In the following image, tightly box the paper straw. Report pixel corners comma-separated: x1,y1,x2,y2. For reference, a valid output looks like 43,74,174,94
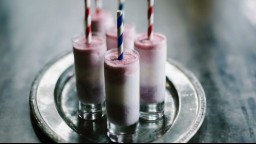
96,0,102,13
117,10,124,61
84,0,92,43
118,0,125,19
118,0,125,11
148,0,154,40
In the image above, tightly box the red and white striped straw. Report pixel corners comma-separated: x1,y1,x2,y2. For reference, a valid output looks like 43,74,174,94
96,0,102,13
84,0,92,43
148,0,154,40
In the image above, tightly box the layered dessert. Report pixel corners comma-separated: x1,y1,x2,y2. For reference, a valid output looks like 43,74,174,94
104,49,140,126
135,33,167,119
73,36,106,107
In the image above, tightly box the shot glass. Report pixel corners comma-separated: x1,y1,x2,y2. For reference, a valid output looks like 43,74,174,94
104,48,140,142
73,33,106,120
135,33,167,121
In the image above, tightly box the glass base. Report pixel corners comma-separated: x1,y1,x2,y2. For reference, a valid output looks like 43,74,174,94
78,102,105,120
140,102,164,121
107,122,138,143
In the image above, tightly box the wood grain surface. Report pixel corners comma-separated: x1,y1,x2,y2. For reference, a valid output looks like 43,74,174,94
0,0,256,143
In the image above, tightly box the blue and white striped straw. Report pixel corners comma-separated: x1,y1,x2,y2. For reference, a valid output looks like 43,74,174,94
118,0,125,11
117,10,124,61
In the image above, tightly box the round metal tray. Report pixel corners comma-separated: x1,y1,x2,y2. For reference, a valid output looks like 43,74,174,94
30,53,206,143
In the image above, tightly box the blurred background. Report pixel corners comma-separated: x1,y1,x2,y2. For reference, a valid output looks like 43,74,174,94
0,0,256,142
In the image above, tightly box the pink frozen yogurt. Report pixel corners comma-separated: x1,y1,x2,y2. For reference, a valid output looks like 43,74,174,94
135,33,167,104
104,49,140,126
73,36,106,104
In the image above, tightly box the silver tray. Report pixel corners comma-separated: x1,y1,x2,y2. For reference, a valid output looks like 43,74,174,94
30,53,206,143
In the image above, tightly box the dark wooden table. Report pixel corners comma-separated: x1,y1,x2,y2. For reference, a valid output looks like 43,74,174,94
0,0,256,142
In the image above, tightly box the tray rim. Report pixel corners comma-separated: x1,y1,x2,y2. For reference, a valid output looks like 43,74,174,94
29,51,206,143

■ **CHALLENGE**:
Gather each line of the data above that contains the word "straw", and copy those lines out in full.

■ **RESPONSE**:
In the following image, tightly box the paper straw. Report pixel corners comma-separated: x1,y1,x2,y2. For reference, a valid output looks like 43,74,174,94
In the image above, tightly box the red and white striped straw. Report pixel corners comma-separated: x1,y1,x2,y2. For reference, a valid output looks like 43,74,174,94
In the image above, tightly box the blue and white striped straw. Report pixel corners comma-separated: x1,y1,x2,y2. For reference, a valid output looks like 43,74,174,94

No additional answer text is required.